*WRITTEN REQUEST*:
Can you edit the items below so that each "instance" becomes "occurrence", leaving everything else unchanged?

*RECORDS SUPPLIED*:
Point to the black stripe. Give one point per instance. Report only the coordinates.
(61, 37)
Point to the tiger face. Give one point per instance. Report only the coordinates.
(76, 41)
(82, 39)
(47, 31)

*ANSWER TO THIS PROBLEM*:
Point to the black stripe. Give one point per occurrence. Report only the coordinates.
(61, 37)
Point to the tiger face. Give one point per occurrence. Report only the coordinates.
(76, 41)
(82, 39)
(47, 31)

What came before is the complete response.